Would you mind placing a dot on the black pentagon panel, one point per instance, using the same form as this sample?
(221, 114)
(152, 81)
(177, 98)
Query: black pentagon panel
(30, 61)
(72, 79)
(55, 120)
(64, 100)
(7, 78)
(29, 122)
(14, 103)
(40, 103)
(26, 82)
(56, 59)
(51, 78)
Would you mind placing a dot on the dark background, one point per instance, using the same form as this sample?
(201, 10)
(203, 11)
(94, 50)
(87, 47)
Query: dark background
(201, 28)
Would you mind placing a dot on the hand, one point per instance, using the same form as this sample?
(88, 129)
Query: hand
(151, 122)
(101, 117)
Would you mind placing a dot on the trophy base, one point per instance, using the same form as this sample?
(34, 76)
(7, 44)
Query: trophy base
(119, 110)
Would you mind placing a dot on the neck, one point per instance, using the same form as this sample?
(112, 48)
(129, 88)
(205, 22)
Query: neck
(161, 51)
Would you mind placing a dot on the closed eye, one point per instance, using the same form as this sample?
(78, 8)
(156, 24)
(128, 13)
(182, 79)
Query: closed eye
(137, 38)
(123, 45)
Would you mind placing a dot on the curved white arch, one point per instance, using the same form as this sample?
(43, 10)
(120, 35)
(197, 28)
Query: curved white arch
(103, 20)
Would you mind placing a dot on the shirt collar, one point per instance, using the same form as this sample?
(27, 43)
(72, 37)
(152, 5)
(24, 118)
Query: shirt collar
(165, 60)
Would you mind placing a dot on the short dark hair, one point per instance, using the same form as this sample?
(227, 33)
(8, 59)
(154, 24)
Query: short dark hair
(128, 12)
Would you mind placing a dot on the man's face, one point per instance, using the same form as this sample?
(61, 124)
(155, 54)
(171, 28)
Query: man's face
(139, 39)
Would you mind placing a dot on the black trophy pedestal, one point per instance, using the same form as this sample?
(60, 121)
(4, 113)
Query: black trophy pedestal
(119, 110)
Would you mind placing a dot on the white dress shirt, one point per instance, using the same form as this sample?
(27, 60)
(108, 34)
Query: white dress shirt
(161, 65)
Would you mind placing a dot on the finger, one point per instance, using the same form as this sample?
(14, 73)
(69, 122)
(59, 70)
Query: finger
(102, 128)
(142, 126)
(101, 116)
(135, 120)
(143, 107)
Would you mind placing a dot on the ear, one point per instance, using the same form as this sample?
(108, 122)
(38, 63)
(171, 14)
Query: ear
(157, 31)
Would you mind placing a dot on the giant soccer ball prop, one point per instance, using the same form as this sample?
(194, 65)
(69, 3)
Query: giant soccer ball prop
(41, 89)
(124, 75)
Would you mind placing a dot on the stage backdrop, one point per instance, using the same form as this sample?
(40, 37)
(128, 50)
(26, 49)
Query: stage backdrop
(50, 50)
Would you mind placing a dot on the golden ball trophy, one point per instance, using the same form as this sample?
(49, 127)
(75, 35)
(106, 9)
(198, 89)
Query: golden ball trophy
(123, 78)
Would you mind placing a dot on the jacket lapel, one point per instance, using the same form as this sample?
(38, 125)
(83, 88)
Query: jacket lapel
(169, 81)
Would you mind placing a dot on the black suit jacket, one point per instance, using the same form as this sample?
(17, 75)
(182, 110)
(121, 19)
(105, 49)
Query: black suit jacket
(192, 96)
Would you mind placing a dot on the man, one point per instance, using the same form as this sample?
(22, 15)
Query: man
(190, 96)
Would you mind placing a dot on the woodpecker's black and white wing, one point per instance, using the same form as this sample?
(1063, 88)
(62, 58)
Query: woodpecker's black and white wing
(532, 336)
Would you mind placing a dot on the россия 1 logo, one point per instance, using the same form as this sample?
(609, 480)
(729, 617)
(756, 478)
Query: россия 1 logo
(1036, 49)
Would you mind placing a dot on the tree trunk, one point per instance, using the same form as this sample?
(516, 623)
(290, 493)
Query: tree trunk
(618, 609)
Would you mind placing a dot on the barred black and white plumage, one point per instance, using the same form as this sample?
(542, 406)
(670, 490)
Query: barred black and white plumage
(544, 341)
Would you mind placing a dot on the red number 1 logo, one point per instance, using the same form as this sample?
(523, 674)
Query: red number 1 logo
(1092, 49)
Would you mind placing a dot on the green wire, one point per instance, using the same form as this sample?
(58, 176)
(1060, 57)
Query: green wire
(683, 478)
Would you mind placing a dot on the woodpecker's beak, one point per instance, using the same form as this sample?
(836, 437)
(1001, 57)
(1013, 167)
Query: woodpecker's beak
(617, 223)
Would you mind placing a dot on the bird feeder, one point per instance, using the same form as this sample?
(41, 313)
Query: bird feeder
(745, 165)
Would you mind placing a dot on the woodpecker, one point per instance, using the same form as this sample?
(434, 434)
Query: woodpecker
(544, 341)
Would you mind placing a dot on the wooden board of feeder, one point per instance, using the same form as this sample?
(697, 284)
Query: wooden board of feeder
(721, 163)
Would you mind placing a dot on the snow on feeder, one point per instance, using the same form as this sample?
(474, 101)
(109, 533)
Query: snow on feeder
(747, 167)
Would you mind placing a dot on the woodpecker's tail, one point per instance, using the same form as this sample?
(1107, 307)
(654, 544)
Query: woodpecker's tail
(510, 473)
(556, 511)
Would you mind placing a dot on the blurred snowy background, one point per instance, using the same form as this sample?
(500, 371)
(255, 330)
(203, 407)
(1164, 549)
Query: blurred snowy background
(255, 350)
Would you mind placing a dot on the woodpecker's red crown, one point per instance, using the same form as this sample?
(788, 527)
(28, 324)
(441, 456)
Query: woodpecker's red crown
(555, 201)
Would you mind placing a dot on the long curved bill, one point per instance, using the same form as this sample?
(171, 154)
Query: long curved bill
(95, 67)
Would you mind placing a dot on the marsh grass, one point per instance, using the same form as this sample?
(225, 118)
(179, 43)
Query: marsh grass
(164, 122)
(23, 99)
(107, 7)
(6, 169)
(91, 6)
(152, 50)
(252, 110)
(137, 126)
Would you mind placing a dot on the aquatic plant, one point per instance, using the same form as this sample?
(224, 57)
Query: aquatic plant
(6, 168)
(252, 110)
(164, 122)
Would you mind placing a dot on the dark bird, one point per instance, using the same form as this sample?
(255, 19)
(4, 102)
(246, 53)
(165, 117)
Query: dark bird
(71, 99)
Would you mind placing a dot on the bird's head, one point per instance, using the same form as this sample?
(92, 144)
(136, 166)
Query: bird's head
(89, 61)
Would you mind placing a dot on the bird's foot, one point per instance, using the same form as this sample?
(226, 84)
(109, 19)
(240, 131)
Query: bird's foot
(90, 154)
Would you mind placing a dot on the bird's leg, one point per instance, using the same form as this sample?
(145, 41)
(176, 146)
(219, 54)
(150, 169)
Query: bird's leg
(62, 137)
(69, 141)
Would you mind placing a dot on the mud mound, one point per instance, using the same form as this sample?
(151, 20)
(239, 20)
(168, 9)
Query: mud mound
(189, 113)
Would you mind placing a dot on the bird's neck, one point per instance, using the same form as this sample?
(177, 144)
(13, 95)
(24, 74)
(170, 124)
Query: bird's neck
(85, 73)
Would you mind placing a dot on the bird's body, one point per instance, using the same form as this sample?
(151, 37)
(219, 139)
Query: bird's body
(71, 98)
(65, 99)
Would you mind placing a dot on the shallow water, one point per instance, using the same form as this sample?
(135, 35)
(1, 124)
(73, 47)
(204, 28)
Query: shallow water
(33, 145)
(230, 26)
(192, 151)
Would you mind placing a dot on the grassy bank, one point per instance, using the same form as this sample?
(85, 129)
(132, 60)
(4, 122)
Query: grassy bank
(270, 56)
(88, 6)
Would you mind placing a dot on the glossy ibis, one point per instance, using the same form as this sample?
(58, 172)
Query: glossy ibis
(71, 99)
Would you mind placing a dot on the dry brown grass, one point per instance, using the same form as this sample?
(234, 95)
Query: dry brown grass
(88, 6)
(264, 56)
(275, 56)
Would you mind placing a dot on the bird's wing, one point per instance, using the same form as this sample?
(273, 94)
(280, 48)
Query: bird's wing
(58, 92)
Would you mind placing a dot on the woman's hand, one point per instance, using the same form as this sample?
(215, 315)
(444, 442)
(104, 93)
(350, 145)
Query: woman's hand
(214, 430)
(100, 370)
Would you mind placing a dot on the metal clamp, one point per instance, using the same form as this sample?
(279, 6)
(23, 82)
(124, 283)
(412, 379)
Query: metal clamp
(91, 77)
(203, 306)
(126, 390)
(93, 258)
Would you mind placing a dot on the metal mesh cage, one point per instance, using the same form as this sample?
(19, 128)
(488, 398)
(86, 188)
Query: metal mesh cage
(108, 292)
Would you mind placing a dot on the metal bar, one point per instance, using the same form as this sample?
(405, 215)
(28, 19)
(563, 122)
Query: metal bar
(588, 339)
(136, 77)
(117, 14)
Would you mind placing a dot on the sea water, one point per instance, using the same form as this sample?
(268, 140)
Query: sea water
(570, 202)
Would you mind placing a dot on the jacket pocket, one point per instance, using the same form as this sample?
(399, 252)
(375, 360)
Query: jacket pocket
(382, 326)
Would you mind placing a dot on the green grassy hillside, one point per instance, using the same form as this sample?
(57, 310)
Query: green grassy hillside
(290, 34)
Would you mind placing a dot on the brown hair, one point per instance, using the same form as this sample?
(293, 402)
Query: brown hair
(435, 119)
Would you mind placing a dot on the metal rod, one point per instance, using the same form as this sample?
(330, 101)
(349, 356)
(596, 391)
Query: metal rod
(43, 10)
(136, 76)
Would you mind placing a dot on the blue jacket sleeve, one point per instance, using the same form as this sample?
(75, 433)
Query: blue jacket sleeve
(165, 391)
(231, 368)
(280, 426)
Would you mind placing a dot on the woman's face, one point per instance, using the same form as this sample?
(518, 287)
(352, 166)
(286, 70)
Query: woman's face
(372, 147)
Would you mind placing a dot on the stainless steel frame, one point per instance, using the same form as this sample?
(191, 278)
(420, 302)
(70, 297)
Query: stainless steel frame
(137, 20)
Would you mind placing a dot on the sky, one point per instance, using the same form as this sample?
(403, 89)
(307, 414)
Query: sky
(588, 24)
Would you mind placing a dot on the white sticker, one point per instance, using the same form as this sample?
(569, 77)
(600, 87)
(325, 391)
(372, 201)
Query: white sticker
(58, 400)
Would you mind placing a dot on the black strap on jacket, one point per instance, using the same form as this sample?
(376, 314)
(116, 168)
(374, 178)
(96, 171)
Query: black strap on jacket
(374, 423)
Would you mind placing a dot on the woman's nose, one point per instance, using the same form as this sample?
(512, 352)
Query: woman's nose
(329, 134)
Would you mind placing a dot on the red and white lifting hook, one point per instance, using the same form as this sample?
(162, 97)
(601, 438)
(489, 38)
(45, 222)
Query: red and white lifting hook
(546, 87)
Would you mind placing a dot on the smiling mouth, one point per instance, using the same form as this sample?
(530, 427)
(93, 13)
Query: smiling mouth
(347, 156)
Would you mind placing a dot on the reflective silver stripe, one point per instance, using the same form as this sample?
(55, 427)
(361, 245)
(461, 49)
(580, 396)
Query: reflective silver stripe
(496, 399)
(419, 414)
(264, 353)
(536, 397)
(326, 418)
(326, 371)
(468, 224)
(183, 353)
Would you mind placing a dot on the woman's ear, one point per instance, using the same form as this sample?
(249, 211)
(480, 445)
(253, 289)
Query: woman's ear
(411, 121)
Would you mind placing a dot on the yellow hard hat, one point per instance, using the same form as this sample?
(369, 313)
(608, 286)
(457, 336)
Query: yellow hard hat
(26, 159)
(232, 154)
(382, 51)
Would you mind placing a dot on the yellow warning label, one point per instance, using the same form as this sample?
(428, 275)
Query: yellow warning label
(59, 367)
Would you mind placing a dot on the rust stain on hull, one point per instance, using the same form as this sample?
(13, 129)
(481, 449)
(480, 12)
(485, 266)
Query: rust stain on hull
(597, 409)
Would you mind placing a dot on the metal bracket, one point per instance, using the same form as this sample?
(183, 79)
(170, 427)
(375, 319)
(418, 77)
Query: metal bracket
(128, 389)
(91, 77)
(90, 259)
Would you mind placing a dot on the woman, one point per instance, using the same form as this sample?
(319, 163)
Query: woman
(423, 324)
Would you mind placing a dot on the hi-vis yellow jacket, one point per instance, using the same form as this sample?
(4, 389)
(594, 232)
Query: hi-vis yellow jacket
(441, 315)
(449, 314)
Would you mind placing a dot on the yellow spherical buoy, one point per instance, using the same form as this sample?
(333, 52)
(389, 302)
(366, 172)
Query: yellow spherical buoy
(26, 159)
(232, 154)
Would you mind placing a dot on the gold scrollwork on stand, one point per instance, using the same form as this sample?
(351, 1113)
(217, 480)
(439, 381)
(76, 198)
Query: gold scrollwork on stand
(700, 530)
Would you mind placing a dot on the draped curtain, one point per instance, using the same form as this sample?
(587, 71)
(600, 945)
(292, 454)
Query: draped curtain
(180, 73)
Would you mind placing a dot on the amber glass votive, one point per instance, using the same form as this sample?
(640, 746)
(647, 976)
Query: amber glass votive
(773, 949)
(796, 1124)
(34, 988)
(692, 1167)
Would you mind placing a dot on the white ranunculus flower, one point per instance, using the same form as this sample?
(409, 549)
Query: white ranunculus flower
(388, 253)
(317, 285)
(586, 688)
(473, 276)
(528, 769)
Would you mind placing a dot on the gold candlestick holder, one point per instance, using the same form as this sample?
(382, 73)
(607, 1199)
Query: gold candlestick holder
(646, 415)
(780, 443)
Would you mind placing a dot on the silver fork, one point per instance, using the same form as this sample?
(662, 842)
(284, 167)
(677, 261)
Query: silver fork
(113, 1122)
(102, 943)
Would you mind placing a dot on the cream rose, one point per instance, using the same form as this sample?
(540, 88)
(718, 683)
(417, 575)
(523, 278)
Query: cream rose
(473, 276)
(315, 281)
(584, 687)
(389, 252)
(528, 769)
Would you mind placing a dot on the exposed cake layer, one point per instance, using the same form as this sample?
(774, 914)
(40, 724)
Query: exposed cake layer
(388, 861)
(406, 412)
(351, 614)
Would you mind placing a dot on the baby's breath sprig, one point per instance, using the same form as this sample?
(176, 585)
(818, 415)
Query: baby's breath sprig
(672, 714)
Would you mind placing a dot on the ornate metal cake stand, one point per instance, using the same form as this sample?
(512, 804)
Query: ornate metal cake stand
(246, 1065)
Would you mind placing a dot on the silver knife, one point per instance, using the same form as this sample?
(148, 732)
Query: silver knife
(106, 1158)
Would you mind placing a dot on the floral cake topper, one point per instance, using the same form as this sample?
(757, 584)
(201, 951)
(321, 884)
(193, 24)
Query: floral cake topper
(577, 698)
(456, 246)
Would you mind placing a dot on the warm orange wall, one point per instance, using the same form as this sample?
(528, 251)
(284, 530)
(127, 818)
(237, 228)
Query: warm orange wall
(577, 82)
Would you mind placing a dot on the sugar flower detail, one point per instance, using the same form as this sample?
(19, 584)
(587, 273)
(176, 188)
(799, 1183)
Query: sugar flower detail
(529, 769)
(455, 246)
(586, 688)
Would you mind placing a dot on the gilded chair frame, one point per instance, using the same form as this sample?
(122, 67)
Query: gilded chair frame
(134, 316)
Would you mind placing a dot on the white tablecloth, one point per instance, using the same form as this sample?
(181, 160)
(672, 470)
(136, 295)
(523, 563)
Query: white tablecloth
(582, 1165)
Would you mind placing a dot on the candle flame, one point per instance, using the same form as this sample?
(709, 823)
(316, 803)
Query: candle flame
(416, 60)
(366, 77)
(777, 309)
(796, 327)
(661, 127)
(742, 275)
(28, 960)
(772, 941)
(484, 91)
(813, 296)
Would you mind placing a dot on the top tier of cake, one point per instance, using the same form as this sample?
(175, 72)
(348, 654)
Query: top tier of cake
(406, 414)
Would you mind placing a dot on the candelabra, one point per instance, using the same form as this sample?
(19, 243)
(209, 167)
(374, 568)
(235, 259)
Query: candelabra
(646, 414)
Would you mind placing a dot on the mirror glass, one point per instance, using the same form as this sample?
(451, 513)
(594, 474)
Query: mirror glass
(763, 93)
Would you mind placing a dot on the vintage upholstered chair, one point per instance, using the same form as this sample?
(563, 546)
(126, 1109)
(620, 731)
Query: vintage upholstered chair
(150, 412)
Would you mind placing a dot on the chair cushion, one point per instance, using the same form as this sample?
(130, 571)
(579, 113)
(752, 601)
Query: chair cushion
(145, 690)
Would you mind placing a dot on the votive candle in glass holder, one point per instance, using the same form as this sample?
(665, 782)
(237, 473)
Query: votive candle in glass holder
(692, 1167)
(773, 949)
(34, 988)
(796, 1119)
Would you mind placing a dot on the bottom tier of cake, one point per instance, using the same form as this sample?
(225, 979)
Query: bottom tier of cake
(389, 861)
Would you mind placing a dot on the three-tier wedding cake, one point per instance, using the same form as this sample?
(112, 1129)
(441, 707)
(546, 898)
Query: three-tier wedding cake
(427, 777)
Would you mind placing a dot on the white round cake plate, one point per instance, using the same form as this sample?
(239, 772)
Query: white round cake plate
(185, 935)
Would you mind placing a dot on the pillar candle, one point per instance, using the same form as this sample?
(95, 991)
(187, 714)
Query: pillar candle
—————
_WHAT IS EXPECTED_
Give back exactly the lines beginning at the one with "Would you mind placing a dot on the three-tier" and ending at the final line of the material; both boundary lines belong in it.

_FINAL RESULT_
Would you mind placing a dot on the three-tier wedding cake, one point per instance, using the same form as this sample?
(112, 1129)
(441, 707)
(546, 898)
Query: three-tier wedding cake
(427, 777)
Would you mind placing a dot on the white round cake plate, one point per instance, using the same form as this sample?
(239, 772)
Query: white round cake plate
(185, 935)
Would you mind placing a dot on the pillar candle, one point per instance, using the same form as this sample?
(95, 991)
(187, 714)
Query: pillar candle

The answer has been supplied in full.